_Instruções:_
Reescreva todas as linhas dos dados abaixo, sem as imagens, redimensionando as coordenadas dos pontos nas respostas: multiplique cada uma por 0,25 e arredonde ao inteiro mais próximo, com as metades para cima. Todos os outros números permanecem como estão.
━━ Dados fornecidos ━━
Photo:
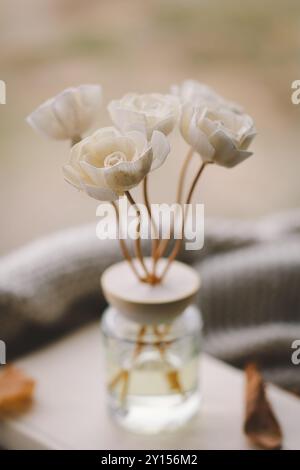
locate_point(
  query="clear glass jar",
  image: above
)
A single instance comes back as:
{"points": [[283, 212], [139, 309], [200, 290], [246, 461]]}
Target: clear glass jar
{"points": [[152, 370]]}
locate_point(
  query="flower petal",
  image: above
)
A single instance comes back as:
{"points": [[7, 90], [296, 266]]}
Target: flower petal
{"points": [[160, 149], [72, 176], [199, 140], [127, 175], [101, 194], [226, 152]]}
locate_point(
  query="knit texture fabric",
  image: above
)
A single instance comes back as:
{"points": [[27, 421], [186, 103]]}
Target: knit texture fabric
{"points": [[250, 295]]}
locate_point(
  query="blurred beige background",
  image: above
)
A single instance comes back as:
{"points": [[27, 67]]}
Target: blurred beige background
{"points": [[248, 51]]}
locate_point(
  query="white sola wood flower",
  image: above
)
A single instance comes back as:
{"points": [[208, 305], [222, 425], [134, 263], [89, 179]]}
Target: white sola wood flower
{"points": [[109, 162], [145, 113], [218, 134], [69, 114]]}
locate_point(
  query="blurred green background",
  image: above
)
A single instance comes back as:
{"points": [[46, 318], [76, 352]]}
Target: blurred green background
{"points": [[248, 51]]}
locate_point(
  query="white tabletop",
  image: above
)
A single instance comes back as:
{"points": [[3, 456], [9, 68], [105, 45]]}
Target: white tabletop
{"points": [[70, 411]]}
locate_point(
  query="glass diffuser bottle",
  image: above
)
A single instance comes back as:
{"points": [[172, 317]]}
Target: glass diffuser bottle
{"points": [[152, 338]]}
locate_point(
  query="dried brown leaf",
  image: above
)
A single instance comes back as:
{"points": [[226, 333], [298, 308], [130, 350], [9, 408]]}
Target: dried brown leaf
{"points": [[261, 425]]}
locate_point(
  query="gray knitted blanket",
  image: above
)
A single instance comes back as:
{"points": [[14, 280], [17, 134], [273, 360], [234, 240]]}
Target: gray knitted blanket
{"points": [[250, 296]]}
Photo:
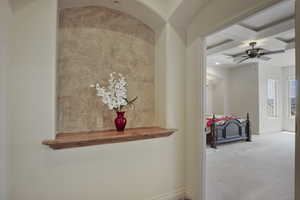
━━━
_Resultado:_
Photo:
locate_point(
  query="clear glass jar",
  image: above
)
A single instance comes back as:
{"points": [[283, 212], [139, 309], [200, 290], [246, 461]]}
Target: clear glass jar
{"points": [[38, 93]]}
locate_point(
  query="flower petal",
  image: above
)
A single instance comes back as:
{"points": [[7, 90], [296, 266]]}
Target: flower petal
{"points": [[40, 37], [18, 44], [50, 35], [32, 44], [25, 49], [57, 38]]}
locate_point(
  query="knit texture fabric",
  image: above
)
A single instance comes back as:
{"points": [[27, 421], [186, 103]]}
Target: knit texture fabric
{"points": [[63, 74]]}
locate_point(
  query="blurred beige background",
  image: above
)
A single instance comes back as:
{"points": [[27, 67]]}
Target: blurred beige background
{"points": [[62, 13]]}
locate_point(
  query="white sola wood flower",
  image: above
)
A single instance comes back as:
{"points": [[208, 305], [222, 425], [134, 263], [89, 179]]}
Target: white sola wood flower
{"points": [[27, 41], [36, 28], [55, 34], [17, 29]]}
locate_point(
  query="blurred green background",
  image: above
)
A single instance comes back as:
{"points": [[46, 318], [76, 352]]}
Target: blurred green background
{"points": [[62, 13]]}
locate_point(
  query="white tabletop",
  image: above
)
A single instance comes back as:
{"points": [[3, 456], [9, 68], [105, 45]]}
Target: white tabletop
{"points": [[18, 103]]}
locate_point(
  query="glass diffuser bottle",
  image: above
)
A single instance comes back as:
{"points": [[172, 317]]}
Target: glass diffuser bottle
{"points": [[38, 85]]}
locate_point(
  query="dried brown leaf",
  image: above
)
A single instance comes back as:
{"points": [[226, 333], [298, 308], [130, 350], [9, 408]]}
Target: dried brown leaf
{"points": [[65, 106]]}
locate_point(
  query="gray knitted blanket",
  image: above
)
A single instance comes back as:
{"points": [[14, 280], [17, 134], [273, 360], [234, 240]]}
Target: gray knitted blanket
{"points": [[63, 74]]}
Photo:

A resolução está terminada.